_Okuma Metni_

ÖNERİLEN BİTKİSEL İÇERİKLİ TAKVİYELER
Sarı kantaron (Hypericum perforatum): Alman Komisyon E tarafından anksiyete, depresif bozukluklar ile deride yara ve yanıklarda kullanımı onaylanmıştır. Sarı kantaron dahilen psikovejetatif bozukluklar, depresyon, anksiyete ve sinirsel gerginlikte, haricen de yara ve yanık tedavisinde etkilidir. %0.3 hiperisin içeren standart ekstresinden kapsül, tablet veya tentür halinde yararlanılır. 300 mg standart ekstreden günde 3 kez, sıvı ekstresi ve tentüründen de günde 3 kez 2-4 ml alınması önerilir. Uyarı: Sarı kantaronun birçok ilaç ile etkileşimi bulunmaktadır. Hekim kontrolünde kullanılmalıdır. Işığa karşı hassasiyet oluşturabilir.
Çarkıfelek (Passiflora herbae): Gevşemeyi ve uyumayı kolaylaştıran bitkisel kaynaklı destektir. Günde 4-8 gram kuru drog ile hazırlanmış çayı, 400 mg lık kapsülleri veya yine günde 3 defa 0.5-2 ml tentürünün kullanılması önerilir.
Kediotu kökü: Anksiyeteye bağlı uyku bozuklukları ve uykusuzlukta yatmadan önce 300-500 mg ekstresini içeren takviye preparatların alınması önerilir.
Kaya kava (Piper methysticum): Güney Pasifik’te bitkinin kökleri kabuklarından ayrıldıktan sonra kalan parçaları çiğnenerek keyif verici amaçla kullanılmaktadır. İçindeki kavapironlar kas gevşetici, antikonvülzan ve antispazmodiktir. Hipnotik, sedatif, psikotropik ve analjezik etkileri nedeniyle anksiyete ve uykusuzlukta kullanılır. Köklerinden hazırlanmış olan ekstresini içeren kapsüllerden günde 2 kez 150-300 mg dozda alınması, tentürü halinde ise bir su bardağına 30 damla ilave edilerek alınması önerilir (Günlük 50- 240 mg kavapironlara eşdeğer miktardır). Uyarı: Endojen depresyonu olan hastalarda intihara teşebbüs gelişimini tetikleyebilir. Kaya ekstreleri karaciğerde toksisite oluşturabilir. 3 aydan daha uzun süre kullanılmamalıdır. Uzun süreli kullananlarda kilo kaybına neden olabilir. Alkol ile birlikte hipnotik etkisi artar. Merkezi sinir sistemi ve barbitüratların etkisini artırabilir. Psikoaktif ilaçların şiddetini artırabilir. Sürekli köklerini çiğneyen kişilerde ağız içi kanserlerinin hızla geliştiği saptanmıştır.

Bir veri derlemesinden satırlar

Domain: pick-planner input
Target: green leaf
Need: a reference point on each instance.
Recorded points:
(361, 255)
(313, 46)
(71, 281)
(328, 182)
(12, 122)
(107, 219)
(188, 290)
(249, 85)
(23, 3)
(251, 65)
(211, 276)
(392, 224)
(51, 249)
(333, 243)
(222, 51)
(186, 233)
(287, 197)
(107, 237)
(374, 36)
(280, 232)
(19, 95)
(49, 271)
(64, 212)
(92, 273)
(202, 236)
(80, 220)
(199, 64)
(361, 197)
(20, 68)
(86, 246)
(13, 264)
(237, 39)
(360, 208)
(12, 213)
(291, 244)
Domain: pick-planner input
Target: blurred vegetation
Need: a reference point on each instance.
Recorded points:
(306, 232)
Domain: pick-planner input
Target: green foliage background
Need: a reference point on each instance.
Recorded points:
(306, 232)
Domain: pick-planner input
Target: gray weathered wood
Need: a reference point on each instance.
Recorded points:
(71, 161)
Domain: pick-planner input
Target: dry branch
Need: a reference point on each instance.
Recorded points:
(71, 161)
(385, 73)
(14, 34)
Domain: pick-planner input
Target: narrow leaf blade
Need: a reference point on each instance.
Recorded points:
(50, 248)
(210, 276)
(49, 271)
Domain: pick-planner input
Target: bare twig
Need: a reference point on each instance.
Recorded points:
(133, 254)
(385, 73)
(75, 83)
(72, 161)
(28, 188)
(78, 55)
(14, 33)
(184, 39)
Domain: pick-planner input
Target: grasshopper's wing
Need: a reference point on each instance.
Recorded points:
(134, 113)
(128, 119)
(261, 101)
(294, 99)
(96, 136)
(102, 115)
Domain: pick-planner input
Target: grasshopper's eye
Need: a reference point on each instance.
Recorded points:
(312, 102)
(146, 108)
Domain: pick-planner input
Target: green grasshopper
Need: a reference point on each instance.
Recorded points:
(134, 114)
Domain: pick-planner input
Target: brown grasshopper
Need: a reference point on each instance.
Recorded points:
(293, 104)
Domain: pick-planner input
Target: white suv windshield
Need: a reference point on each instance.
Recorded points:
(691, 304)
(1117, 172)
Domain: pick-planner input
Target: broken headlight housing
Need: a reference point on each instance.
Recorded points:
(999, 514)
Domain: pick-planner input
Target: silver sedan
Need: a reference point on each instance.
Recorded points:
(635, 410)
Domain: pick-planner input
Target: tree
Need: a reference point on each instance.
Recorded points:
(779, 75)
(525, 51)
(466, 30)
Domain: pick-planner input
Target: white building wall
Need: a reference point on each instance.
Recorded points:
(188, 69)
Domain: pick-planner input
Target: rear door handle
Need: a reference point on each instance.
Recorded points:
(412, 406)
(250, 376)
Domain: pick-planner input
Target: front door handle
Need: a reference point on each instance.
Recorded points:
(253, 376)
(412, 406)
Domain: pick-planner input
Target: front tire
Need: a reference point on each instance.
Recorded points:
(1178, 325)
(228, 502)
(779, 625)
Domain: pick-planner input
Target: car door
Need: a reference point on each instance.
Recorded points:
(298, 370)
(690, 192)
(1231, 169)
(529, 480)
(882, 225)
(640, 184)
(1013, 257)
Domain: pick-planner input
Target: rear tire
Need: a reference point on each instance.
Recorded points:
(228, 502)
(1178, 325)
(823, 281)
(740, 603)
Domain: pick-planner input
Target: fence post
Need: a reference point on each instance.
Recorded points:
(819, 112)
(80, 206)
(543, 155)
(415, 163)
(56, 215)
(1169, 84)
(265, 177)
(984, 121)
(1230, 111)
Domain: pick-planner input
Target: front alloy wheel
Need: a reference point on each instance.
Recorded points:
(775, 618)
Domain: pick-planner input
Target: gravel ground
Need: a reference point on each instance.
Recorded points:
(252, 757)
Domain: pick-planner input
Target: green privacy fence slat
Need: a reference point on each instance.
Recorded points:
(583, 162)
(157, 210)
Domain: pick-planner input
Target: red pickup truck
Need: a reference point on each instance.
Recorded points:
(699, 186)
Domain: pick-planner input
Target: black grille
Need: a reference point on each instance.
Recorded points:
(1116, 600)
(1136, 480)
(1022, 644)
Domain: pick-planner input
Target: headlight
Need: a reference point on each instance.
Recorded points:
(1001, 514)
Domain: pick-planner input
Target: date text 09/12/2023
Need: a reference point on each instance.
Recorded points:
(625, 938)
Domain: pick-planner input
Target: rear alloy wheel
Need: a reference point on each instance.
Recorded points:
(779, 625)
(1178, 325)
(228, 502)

_Tamamlanacak Alıştırmalar_
1 - Bitkisel takviyeler metnine göre kaya kava en fazla ne kadar süre kullanılabilir?
2 - Bitkisel takviyeler metninde "Çarkıfelek (Passiflora herbae): Gevşemeyi" sözcüklerinin bulunduğu yerden başlayıp "preparatların alınması önerilir." sözcüklerinden sonra durarak ilgili bölümü aynen yeniden yazınız.
3 - Bitkisel takviyeler metnini kaldığı yerden sürdürünüz.

_Yazılı Cevaplarınız_
1 - Kaya kava 3 aydan daha uzun süre kullanılmamalıdır.

2 -
Çarkıfelek (Passiflora herbae): Gevşemeyi ve uyumayı kolaylaştıran bitkisel kaynaklı destektir. Günde 4-8 gram kuru drog ile hazırlanmış çayı, 400 mg lık kapsülleri veya yine günde 3 defa 0.5-2 ml tentürünün kullanılması önerilir.
Kediotu kökü: Anksiyeteye bağlı uyku bozuklukları ve uykusuzlukta yatmadan önce 300-500 mg ekstresini içeren takviye preparatların alınması önerilir.

3 -
Fesleğen ekstraktı: Stres yakınması olan kişilerde yapılan bir çalışmada 400 mg standardize fesleğen ekstraktı içeren kapsül, 6 hafta süresince sabah bir ve akşam yemek sonrası iki kapsül 6 hafta süresince verilmiş; plasebo alanlara göre stres yakınmalarında belirgin düzelme elde edilmiştir.
TIBBİ ÇAYLAR
Sarı kantoron çayı: 2-3 gram kuru drog 150 ml kaynar su içine konur, ağzı kapalı olarak 5 dakika demlenmeye bırakılıp süzülür, günde 3 çay fincanı içilir.
Kediotu kökü çayı: 3.5 gram drog 150 ml kaynar su içinde ağzı kapalı olarak 10-15 dakika demlenmeye bırakılıp süzülür. Gün içinde 2-3 fincan, yatmadan önce de bir fincan içilir.
Çarkıfelek çayı (Passiflora incarnata): 1 tatlı kaşığı drog, 150 ml kaynar su içine konur, ağzı kapalı olarak 10 dakika bekletilip süzülür. Günde 223 fincan ve yatmadan önce 1 fincan içilir.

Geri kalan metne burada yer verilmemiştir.